*DATASET RECORDS*:
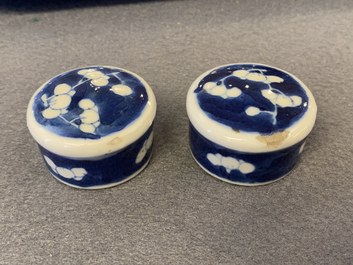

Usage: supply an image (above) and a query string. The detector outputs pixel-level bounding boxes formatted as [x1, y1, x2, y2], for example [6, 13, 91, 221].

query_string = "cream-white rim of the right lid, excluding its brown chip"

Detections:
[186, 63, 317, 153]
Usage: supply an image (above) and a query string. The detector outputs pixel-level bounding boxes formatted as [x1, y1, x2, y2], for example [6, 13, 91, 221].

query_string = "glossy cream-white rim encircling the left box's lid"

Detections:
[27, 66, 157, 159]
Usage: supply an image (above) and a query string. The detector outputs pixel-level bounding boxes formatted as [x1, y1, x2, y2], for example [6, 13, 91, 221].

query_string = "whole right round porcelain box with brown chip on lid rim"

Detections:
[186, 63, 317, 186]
...
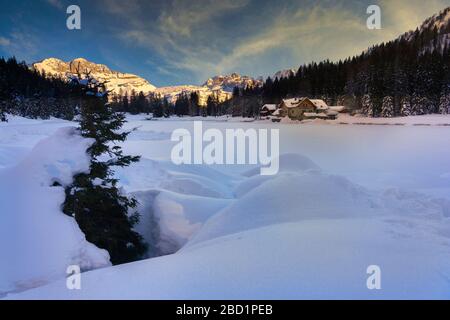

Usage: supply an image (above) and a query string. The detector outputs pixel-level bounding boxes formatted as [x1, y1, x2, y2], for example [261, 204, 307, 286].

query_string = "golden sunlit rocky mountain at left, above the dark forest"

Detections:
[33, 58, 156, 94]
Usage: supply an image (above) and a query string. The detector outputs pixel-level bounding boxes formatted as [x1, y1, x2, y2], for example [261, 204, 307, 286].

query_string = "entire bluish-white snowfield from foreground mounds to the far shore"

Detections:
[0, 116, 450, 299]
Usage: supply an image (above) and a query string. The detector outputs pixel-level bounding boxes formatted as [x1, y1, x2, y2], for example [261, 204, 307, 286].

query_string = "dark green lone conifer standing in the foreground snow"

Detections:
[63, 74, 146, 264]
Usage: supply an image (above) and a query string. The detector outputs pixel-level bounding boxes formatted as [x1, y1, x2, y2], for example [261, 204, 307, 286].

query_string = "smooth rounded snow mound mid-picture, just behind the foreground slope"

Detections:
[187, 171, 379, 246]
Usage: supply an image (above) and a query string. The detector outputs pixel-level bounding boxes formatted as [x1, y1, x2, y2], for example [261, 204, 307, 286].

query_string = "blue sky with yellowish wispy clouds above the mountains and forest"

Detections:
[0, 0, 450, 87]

*WORK TASK*: For the entries above, count the lines that contain the string "dark", and state that number without further comment.

*RESPONSE*: 2